EXERCISE DIRECTIONS
Reproduce the listing in its entirety. Do not reproduce the pictures.

────────────────

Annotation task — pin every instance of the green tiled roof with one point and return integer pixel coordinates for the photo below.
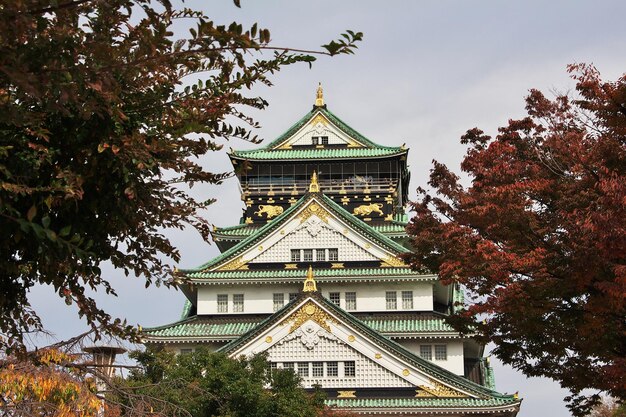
(333, 207)
(322, 275)
(199, 327)
(244, 230)
(194, 327)
(370, 148)
(401, 352)
(325, 153)
(421, 402)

────────────────

EXERCISE OUTPUT
Annotation task — pin every instance of the green tiled roof with one point and return integer pixel coordinates for the photo below.
(333, 207)
(322, 275)
(199, 327)
(244, 230)
(194, 327)
(370, 148)
(401, 352)
(325, 153)
(421, 402)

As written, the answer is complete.